### Testo fornito
==============================

Ti racconterebbe il primo amore elbano nel 2006, che tanto amore non era, ma era l'incarnazione dell'aforisma "la meta è il viaggio". Ti racconterebbe dell'intensissimo 2020, delle estati da bagnino, del sorriso che ci siamo scambiati quando nel 2022 ci sono salito, pensando proprio a te.
Ti racconterebbe, probabilmente, insieme al Duetto, di quanto questa nave sia partita carica di speranze e arrivata, purtroppo, vuota a destinazione.
Sì, perché alle navi non si augura mai "Buon viaggio", ma "Buon vento". Le si lasciano andare con l'augurio nato quando le navi non andavano a gasolio, ma a vela, ed era l'augurio più bello.
Il vento ti sospinge, se è un vento buono, ma se è cattivo alza il mare e crea delle mareggiate paurose.
E allora sono qui, su questa nave, amore mio, ad augurarti buon vento, nonostante tu abbia scelto di non scegliere il vento buono, ma la bonaccia, che non spinge da nessuna parte.
Ti meriti che il vento buono ti porti nella destinazione che vuoi, con l'equipaggio che vuoi.
Molto spesso il vento inverte la rotta e ti porta dove non credevi.

==============================

### Dati mostrati
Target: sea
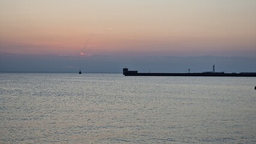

==============================

### Cose da fare
1) Stabilisci se le affermazioni seguenti concordano con il testo fornito, rispondendo sì o no e citando tra virgolette le parole decisive del testo: (a) alle navi si augura "Buon viaggio"; (b) il primo amore elbano risale al 2006; (c) la bonaccia spinge verso una meta precisa.
2) Ripeti esattamente il passo del testo fornito che comincia con le parole "Sì, perché alle" e si chiude dopo le parole "da nessuna parte.".
Il materiale proviene da un'altra fonte.

### Elenco delle risposte
1)
(a) No: «alle navi non si augura mai "Buon viaggio", ma "Buon vento"».
(b) Sì: «il primo amore elbano nel 2006».
(c) No: «la bonaccia, che non spinge da nessuna parte».

2)
Sì, perché alle navi non si augura mai "Buon viaggio", ma "Buon vento". Le si lasciano andare con l'augurio nato quando le navi non andavano a gasolio, ma a vela, ed era l'augurio più bello.
Il vento ti sospinge, se è un vento buono, ma se è cattivo alza il mare e crea delle mareggiate paurose.
E allora sono qui, su questa nave, amore mio, ad augurarti buon vento, nonostante tu abbia scelto di non scegliere il vento buono, ma la bonaccia, che non spinge da nessuna parte.